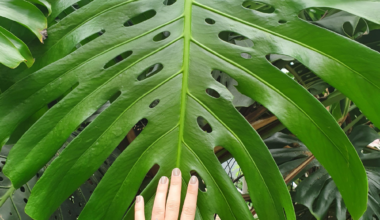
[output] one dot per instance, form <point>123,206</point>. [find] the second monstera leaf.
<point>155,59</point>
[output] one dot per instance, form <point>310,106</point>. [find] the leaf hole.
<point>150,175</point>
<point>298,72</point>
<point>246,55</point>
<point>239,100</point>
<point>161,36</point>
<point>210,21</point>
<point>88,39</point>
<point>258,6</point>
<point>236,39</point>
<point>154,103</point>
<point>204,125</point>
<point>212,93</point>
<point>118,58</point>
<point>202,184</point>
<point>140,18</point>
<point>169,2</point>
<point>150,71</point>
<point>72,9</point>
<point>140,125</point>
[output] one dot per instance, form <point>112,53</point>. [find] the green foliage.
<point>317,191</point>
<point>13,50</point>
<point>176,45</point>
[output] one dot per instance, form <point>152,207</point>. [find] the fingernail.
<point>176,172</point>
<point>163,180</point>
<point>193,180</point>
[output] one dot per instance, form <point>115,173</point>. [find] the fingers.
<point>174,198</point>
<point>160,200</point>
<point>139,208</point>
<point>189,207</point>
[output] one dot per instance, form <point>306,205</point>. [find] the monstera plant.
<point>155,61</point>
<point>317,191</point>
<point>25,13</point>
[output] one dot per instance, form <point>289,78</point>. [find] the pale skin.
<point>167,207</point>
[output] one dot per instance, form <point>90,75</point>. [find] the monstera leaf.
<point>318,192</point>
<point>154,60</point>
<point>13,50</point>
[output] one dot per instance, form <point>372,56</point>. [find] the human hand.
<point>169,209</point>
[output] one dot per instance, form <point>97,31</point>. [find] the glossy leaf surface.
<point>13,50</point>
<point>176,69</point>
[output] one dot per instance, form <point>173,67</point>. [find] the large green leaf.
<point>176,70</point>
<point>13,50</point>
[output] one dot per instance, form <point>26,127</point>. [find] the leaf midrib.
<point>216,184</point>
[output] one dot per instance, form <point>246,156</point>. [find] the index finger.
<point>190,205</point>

- Problem details -
Copy out the part of the listing that opens with the line containing "[output] one dot per instance, form <point>246,156</point>." and runs to the end of the listing, request lines included. Raise every coordinate in the answer points by 26, and leave the sample point in the request as it is.

- Complete response -
[output] one dot per instance, form <point>246,156</point>. [find] the index finger.
<point>216,231</point>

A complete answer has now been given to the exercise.